CHALLENGE:
Provide an exact reproduction of every entry.

Stored records

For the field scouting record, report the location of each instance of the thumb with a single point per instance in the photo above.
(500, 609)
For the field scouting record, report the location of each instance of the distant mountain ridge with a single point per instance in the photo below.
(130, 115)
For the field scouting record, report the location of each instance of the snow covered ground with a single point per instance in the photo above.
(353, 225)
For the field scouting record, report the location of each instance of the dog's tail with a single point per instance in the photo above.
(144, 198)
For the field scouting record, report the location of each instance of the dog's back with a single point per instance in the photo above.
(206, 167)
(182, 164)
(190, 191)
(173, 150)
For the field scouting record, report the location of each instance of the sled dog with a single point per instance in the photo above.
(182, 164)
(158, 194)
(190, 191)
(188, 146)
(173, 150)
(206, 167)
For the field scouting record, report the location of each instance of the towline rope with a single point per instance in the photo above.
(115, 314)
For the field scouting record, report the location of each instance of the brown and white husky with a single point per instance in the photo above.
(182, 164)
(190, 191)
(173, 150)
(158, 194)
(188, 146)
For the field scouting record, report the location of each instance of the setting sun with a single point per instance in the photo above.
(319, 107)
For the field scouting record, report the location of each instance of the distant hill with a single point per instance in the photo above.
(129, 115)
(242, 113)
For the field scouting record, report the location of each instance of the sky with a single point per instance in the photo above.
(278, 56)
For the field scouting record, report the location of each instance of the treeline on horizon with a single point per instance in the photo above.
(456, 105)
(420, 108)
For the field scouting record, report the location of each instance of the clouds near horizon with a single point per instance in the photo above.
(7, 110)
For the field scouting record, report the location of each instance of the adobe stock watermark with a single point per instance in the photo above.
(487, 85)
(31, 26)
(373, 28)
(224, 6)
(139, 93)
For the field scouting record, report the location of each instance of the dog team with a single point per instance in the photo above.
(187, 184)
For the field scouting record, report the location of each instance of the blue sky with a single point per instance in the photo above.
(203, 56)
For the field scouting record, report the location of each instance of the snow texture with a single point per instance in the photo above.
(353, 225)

EXERCISE OUTPUT:
For the field scouting record, report the location of each instance of the thumb with a single point per instance in the photo above.
(500, 609)
For the field scouting record, report the location of each instance of the distant mountain ridge with a single point per instance in the photo below.
(130, 115)
For the field scouting record, report the location of each instance of the snow covered ground with a single point per instance in the photo above.
(353, 225)
For the field scouting record, report the location of each instance of the dog's tail with a single point per instance in the photo above.
(144, 198)
For the field scouting record, report the location of each instance of the dog's back with a single point per instance in the photo above.
(206, 167)
(182, 164)
(190, 191)
(173, 150)
For the field scouting record, report the location of each instance of the sled dog with a single point per instance in the photo above.
(182, 164)
(158, 194)
(190, 191)
(188, 146)
(173, 150)
(206, 167)
For the field scouting record, report the location of each instance of the towline rope with a single point per instance in the photo above.
(115, 314)
For the field scouting record, report the location of each instance of the brown and white husky with a single point per instance in the photo above.
(182, 164)
(190, 191)
(173, 150)
(158, 194)
(188, 146)
For the field scouting record, report the location of each instance of the setting sun with a single point per instance in the photo above.
(319, 107)
For the field scouting record, report the location of each instance of the distant hill with a single point per instance in the photo above.
(129, 115)
(242, 113)
For the field scouting record, report the location of each instance of the sky with a single point per instance in the photo above.
(278, 56)
For the field scouting record, report the location of each instance of the treeline on horizon with a single point per instance in the photo above.
(456, 105)
(420, 108)
For the field scouting record, report the location of each instance of the clouds near horizon with a single point per instance in the photo above.
(7, 110)
For the field scouting record, report the location of each instance of the adobe stock watermark with a single point per instance in the photo above.
(487, 85)
(31, 26)
(373, 28)
(224, 6)
(139, 93)
For the field scouting record, report the location of each instance of the dog team with a single point per instance in the photo above.
(187, 184)
For the field scouting record, report the location of each instance of the blue sky with a single point per instance in the photo above.
(203, 56)
For the field scouting record, report the location of each instance of the snow texture with a single point per instance in the photo above.
(353, 225)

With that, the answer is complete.